==== Available data
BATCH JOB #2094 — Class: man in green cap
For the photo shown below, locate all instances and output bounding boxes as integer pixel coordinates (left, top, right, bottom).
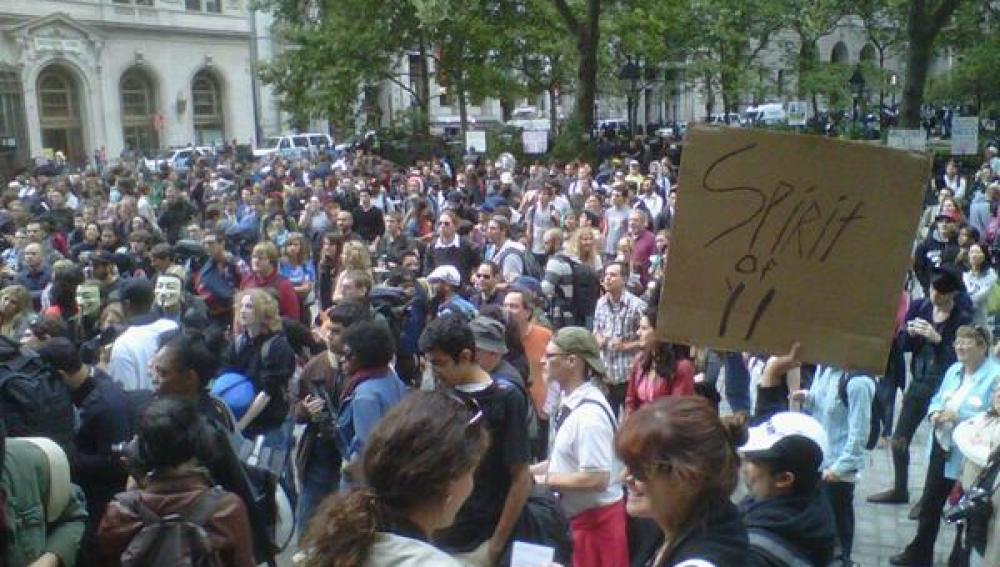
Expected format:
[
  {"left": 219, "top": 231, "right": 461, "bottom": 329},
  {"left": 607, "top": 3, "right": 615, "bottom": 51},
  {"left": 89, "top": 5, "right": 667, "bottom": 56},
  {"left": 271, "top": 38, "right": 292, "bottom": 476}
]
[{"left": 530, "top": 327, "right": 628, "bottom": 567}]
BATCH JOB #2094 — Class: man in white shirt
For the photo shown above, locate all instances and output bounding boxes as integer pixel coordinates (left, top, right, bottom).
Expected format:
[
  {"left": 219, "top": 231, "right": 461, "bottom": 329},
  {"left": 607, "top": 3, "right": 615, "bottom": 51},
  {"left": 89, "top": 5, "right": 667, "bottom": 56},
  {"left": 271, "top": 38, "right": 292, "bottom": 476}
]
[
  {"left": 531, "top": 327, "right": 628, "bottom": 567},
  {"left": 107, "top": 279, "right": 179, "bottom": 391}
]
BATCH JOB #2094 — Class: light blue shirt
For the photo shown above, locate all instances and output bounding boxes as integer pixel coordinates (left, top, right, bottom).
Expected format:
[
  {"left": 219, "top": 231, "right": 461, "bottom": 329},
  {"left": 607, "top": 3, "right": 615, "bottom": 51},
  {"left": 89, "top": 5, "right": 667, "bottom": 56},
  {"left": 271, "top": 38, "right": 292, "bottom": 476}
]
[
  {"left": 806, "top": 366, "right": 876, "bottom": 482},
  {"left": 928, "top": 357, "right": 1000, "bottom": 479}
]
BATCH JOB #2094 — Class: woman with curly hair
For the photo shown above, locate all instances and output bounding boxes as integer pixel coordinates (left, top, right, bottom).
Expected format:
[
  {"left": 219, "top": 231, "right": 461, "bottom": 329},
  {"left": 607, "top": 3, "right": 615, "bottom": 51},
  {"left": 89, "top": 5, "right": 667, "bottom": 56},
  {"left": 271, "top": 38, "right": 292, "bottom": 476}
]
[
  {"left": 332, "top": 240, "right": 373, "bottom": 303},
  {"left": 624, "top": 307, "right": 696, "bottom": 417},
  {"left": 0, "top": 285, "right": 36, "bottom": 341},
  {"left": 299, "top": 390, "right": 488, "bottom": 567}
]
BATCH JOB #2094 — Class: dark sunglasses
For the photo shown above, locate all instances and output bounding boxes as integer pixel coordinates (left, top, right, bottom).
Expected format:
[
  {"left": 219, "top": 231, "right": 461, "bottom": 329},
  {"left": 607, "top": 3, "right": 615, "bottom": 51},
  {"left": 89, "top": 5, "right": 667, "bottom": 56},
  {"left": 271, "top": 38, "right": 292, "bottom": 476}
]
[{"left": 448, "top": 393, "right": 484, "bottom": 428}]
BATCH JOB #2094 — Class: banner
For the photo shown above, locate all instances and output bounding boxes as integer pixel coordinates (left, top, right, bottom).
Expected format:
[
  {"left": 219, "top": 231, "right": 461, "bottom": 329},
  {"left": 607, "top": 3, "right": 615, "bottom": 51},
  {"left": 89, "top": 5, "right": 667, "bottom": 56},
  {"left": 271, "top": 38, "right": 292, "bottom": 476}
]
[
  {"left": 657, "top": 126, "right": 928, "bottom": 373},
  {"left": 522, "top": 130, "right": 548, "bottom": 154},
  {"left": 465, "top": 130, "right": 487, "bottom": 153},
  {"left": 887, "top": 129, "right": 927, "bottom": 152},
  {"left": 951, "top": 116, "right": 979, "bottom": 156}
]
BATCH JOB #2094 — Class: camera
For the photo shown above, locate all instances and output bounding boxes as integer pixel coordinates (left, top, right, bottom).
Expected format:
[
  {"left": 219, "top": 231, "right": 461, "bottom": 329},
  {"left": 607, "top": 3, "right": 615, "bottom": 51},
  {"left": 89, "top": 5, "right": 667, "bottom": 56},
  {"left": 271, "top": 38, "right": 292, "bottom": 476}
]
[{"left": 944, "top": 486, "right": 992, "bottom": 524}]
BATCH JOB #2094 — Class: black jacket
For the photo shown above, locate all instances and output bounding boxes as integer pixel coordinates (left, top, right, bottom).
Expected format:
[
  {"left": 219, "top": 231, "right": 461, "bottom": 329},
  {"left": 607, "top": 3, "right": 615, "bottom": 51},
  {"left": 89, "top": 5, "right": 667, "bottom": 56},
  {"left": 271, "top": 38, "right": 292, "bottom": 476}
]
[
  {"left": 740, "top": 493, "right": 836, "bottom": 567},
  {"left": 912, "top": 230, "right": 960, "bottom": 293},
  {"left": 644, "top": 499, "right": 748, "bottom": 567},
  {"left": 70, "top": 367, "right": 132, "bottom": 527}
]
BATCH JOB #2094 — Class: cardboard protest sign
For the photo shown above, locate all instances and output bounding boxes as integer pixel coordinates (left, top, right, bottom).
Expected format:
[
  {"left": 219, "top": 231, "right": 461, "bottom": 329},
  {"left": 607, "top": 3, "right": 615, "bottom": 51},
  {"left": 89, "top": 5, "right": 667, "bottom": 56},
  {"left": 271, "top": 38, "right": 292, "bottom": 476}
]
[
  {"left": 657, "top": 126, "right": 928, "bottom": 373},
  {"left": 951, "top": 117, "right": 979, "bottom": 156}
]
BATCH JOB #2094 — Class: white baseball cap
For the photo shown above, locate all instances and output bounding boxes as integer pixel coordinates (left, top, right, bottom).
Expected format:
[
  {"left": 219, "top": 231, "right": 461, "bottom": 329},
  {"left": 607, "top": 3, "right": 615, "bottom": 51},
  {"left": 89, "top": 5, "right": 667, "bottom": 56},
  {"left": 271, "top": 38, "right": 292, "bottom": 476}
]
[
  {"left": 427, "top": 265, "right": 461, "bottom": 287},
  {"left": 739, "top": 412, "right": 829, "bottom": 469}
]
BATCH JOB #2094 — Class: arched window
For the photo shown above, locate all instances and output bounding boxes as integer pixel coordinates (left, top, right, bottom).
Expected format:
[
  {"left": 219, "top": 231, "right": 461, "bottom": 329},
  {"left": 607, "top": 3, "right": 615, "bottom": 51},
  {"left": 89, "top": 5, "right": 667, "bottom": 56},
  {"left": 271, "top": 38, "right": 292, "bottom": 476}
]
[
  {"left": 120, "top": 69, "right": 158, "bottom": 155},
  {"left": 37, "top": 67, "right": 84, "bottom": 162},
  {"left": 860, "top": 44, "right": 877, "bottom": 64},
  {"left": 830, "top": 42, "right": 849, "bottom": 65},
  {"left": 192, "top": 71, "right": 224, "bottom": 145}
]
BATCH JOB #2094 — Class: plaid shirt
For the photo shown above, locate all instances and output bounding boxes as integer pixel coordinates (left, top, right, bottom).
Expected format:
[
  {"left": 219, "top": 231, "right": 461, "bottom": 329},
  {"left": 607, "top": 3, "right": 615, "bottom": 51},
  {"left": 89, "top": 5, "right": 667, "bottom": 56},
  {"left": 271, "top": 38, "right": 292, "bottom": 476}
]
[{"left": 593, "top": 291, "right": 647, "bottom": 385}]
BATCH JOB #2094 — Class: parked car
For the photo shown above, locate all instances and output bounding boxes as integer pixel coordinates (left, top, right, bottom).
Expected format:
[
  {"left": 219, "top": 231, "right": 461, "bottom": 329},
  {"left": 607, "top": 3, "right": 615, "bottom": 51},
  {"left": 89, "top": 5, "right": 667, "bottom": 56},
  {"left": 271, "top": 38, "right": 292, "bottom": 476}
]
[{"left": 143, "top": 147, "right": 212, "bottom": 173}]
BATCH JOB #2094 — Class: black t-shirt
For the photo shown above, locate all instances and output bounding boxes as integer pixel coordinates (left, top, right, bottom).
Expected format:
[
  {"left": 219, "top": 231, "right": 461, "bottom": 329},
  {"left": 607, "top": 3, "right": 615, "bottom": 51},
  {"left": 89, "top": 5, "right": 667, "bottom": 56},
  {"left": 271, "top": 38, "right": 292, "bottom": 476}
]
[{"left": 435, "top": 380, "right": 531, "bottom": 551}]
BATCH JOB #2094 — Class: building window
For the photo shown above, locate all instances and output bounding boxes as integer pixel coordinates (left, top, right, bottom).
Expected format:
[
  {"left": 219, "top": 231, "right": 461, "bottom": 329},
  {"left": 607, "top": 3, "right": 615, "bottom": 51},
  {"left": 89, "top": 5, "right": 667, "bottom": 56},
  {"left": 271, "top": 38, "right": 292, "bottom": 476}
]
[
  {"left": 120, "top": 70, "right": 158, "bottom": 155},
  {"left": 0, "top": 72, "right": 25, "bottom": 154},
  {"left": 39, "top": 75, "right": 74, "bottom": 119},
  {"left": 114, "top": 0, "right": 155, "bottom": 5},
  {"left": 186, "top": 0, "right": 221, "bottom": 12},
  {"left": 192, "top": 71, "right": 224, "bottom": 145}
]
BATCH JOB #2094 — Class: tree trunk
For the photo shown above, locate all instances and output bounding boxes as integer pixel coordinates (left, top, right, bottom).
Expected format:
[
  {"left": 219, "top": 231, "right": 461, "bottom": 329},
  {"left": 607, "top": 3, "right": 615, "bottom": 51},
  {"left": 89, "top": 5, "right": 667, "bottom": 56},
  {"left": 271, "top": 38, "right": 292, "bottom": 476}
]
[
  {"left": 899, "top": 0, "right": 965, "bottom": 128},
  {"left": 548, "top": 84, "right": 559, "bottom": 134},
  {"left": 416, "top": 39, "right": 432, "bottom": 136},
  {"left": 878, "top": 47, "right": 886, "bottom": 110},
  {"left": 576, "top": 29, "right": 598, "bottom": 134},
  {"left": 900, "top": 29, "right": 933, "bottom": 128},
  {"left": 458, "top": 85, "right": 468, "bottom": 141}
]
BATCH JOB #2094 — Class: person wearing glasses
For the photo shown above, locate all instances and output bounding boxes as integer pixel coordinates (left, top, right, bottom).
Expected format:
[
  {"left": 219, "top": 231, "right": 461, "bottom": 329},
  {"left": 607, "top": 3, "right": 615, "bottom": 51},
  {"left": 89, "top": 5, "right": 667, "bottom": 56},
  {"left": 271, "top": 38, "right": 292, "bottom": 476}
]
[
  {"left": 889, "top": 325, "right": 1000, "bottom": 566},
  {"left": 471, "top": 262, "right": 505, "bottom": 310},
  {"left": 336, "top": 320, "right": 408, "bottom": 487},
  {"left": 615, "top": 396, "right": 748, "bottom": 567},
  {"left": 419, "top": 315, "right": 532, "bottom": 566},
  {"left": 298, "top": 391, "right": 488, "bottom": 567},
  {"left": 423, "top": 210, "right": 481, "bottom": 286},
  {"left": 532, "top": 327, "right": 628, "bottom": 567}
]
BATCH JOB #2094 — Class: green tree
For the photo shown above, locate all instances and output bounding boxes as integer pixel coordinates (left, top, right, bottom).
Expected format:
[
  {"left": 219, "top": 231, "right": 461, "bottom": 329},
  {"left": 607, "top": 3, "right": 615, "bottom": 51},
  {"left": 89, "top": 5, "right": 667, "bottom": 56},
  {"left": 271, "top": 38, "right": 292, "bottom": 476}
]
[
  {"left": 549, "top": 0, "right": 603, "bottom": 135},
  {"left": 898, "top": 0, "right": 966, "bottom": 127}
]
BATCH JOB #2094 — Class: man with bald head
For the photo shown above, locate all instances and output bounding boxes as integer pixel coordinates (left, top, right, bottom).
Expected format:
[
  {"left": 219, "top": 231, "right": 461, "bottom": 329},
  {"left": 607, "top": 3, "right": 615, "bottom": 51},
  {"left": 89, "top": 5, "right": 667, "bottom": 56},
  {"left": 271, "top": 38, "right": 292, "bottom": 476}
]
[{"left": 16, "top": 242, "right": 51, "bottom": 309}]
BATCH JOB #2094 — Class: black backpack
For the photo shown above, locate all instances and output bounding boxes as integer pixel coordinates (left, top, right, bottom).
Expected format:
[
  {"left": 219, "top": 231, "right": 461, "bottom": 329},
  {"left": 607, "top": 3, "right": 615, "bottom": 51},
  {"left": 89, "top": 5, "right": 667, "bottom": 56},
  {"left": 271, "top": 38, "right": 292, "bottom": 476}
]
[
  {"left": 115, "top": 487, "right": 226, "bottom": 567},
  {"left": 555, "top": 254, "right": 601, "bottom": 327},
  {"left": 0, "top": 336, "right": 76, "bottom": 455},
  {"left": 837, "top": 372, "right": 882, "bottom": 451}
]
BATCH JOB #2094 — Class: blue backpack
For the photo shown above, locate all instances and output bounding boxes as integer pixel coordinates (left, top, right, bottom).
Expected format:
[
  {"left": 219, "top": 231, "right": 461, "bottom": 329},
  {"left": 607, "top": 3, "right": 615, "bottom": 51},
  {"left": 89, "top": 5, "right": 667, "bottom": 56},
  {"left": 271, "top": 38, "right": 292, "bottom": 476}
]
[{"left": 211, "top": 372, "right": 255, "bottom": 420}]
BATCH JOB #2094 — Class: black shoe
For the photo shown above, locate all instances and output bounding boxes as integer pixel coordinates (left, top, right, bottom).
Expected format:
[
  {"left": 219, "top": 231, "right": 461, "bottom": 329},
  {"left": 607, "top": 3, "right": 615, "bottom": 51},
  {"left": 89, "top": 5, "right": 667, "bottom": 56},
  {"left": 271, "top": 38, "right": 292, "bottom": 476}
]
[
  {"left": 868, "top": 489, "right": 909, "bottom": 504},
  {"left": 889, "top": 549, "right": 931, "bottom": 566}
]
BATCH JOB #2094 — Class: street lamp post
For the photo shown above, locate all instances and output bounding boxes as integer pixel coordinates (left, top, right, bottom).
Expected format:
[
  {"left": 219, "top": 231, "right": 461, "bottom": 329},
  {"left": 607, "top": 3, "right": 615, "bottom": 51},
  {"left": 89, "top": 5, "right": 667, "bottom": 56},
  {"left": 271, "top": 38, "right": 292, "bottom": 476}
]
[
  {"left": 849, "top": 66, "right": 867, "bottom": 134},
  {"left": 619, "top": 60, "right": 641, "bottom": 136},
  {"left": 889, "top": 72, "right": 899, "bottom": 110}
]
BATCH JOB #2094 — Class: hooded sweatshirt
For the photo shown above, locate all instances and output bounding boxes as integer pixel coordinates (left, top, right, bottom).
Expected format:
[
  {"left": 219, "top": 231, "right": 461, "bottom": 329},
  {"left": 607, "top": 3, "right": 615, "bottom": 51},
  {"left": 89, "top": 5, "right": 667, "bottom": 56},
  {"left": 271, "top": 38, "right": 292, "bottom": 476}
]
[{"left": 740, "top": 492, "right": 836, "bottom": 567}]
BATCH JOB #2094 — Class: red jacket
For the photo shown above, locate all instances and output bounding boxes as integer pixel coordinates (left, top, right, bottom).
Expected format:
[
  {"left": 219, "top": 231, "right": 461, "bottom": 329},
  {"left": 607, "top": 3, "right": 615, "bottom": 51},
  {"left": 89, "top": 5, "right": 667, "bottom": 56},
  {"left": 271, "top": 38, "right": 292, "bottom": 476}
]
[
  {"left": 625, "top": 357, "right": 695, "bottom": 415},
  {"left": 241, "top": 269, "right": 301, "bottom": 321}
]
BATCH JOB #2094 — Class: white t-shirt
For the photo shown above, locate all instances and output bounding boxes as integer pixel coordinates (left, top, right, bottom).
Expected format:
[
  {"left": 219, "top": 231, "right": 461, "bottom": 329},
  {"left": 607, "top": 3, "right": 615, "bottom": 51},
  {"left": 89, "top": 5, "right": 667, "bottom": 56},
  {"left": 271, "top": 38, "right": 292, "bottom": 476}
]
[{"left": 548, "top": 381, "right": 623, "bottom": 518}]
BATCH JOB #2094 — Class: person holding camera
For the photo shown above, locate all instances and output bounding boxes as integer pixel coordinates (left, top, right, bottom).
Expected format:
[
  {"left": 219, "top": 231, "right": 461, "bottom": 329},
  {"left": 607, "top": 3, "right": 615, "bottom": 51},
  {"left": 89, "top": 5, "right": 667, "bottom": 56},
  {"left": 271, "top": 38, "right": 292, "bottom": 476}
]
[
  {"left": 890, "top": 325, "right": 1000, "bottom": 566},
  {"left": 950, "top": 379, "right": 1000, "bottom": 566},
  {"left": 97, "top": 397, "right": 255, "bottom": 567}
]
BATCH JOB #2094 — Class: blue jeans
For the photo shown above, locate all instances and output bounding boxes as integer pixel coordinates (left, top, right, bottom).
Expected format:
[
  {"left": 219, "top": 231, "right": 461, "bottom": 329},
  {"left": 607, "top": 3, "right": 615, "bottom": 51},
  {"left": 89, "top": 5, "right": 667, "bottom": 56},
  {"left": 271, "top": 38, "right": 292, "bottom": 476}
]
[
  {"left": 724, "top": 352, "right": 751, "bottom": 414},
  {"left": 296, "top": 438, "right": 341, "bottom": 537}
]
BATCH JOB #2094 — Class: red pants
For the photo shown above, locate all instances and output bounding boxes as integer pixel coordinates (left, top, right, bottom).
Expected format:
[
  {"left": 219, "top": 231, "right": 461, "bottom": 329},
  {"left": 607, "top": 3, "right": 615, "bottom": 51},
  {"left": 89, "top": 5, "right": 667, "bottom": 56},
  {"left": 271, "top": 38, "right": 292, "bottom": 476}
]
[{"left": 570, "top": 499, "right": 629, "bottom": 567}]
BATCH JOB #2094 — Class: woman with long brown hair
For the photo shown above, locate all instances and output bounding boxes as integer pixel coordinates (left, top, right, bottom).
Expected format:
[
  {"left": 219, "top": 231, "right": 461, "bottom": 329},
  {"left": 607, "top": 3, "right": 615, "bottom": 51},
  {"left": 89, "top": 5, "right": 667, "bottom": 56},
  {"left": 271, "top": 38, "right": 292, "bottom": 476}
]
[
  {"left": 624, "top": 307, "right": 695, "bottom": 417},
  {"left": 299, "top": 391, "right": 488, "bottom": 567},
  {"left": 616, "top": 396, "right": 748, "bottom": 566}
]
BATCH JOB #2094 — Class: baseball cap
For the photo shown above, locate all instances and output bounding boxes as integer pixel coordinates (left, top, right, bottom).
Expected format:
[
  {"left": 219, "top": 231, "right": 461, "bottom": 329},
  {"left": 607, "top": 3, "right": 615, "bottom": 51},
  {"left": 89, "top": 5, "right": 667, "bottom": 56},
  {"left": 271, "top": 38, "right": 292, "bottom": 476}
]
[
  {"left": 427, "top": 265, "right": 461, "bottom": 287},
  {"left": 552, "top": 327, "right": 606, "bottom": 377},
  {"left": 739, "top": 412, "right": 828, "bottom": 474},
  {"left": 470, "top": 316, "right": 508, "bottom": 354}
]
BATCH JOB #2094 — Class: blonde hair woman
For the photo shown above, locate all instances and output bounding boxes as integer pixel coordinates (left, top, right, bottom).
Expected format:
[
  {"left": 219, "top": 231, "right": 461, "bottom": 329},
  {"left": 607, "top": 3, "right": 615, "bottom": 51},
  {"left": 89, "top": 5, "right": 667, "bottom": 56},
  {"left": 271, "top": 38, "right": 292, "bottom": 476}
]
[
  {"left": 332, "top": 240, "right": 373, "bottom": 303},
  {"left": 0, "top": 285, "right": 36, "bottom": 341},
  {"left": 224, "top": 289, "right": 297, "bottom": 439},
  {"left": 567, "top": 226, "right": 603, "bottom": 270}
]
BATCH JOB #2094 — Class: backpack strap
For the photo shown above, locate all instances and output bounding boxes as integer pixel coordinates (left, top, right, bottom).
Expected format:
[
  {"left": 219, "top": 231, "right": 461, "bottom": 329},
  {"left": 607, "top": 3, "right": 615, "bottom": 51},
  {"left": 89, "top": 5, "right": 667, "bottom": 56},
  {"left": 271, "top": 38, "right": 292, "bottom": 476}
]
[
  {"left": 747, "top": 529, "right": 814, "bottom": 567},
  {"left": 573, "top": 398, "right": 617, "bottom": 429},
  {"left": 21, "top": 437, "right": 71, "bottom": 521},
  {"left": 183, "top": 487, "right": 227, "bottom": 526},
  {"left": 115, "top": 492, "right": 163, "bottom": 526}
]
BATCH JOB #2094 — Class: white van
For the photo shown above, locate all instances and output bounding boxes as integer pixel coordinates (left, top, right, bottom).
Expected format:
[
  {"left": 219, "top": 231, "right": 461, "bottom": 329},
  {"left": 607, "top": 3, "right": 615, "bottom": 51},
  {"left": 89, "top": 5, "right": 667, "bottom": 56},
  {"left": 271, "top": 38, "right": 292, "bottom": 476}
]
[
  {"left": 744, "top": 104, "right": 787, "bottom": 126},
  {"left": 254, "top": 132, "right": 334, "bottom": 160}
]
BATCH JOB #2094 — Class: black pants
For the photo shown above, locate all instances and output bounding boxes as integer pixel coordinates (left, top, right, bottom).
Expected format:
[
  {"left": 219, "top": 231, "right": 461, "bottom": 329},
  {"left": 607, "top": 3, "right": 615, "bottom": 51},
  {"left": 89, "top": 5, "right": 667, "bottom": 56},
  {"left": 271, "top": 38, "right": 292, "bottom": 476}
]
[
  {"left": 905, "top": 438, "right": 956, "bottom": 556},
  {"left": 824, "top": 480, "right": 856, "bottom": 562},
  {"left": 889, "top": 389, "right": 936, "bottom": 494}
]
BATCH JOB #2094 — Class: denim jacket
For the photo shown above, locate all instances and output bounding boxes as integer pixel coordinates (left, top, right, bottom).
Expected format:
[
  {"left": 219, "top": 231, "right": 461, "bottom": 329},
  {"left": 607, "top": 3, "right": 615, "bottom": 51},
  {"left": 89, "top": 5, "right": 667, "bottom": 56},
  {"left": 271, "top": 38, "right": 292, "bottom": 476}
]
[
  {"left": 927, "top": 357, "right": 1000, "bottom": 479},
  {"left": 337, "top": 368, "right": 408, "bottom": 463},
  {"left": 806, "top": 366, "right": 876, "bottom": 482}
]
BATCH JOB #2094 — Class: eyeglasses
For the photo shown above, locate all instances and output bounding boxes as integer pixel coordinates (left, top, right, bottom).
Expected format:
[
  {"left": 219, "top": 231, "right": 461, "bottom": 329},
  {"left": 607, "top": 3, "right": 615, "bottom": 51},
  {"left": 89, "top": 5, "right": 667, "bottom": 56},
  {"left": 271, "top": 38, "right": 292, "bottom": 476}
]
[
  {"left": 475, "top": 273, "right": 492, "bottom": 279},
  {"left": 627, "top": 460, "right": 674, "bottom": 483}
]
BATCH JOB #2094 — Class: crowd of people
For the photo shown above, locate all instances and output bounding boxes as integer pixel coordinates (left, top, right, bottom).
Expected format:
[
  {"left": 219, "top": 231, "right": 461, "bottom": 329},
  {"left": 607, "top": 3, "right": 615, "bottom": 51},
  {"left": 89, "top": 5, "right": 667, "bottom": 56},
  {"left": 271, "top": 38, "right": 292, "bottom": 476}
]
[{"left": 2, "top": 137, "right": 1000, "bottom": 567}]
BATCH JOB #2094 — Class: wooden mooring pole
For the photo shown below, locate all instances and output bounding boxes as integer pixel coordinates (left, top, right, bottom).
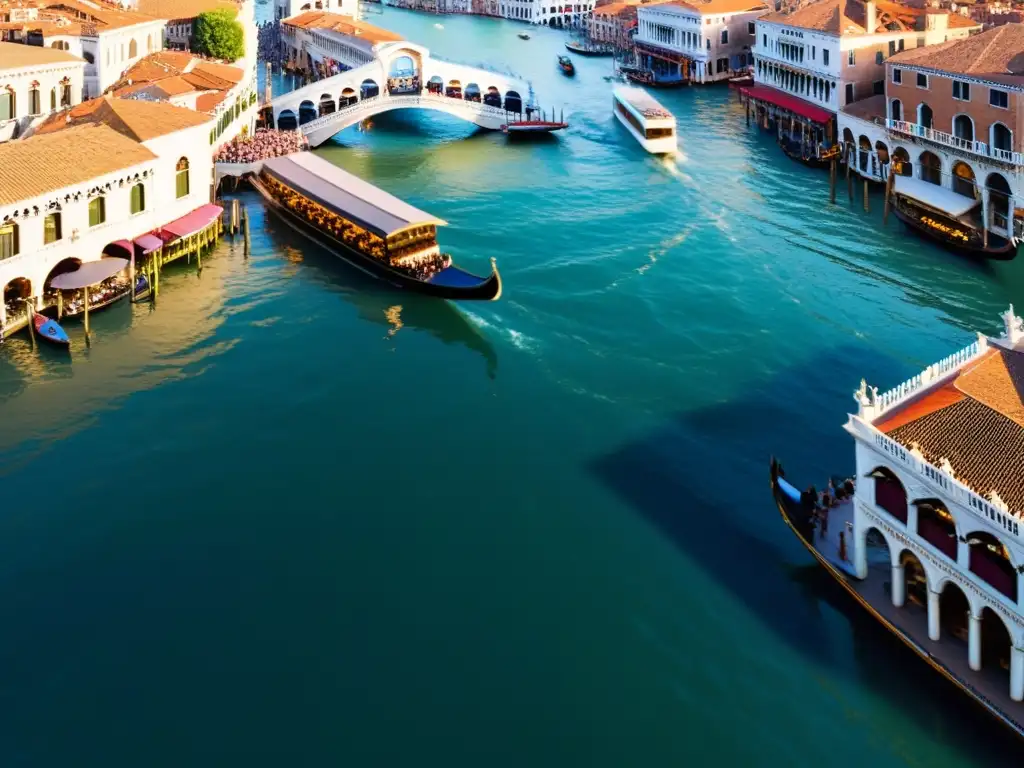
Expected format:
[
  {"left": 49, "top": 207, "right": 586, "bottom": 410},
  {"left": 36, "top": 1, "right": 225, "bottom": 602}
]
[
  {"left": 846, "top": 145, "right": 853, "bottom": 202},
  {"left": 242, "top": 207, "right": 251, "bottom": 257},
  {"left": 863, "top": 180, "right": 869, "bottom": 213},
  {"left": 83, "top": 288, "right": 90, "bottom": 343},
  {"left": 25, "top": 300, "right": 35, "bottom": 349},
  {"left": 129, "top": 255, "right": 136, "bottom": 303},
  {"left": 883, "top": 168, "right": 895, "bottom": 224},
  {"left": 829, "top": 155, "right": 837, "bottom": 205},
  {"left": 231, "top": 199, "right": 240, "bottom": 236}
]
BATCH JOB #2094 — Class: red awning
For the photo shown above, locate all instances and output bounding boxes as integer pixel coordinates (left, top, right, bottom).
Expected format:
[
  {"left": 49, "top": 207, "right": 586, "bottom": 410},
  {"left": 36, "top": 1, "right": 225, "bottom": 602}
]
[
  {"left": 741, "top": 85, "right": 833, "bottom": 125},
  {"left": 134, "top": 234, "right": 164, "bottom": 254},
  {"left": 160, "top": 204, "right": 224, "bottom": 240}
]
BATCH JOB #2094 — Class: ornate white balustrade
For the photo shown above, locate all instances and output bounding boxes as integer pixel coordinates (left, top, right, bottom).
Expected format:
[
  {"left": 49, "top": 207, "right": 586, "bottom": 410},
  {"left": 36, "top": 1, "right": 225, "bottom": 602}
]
========
#### What you should do
If a picture appears among the records, leave it out, and otherwise reproduce exactly every line from the first line through the one with "BATCH JOB #2094 — Class: light blue shirt", both included.

#### Answer to this problem
BATCH JOB #2094 — Class: man in green cap
For the photo shown below, locate all instances and output bounding boxes as integer pixel coordinates (left, top, right, bottom).
Expected format:
[
  {"left": 219, "top": 231, "right": 461, "bottom": 329},
  {"left": 607, "top": 3, "right": 615, "bottom": 51},
  {"left": 89, "top": 5, "right": 667, "bottom": 56},
  {"left": 271, "top": 38, "right": 292, "bottom": 476}
]
[{"left": 530, "top": 327, "right": 628, "bottom": 567}]
BATCH JOB #2094 — Class: man in white shirt
For the photo shown above, locate all instances and output bounding boxes as integer pixel coordinates (left, top, right, bottom).
Expected format:
[
  {"left": 219, "top": 231, "right": 461, "bottom": 329},
  {"left": 607, "top": 3, "right": 615, "bottom": 51},
  {"left": 89, "top": 5, "right": 667, "bottom": 56},
  {"left": 271, "top": 38, "right": 292, "bottom": 476}
]
[
  {"left": 531, "top": 327, "right": 628, "bottom": 567},
  {"left": 107, "top": 279, "right": 179, "bottom": 391}
]
BATCH JOB #2094 — Class: light blue shirt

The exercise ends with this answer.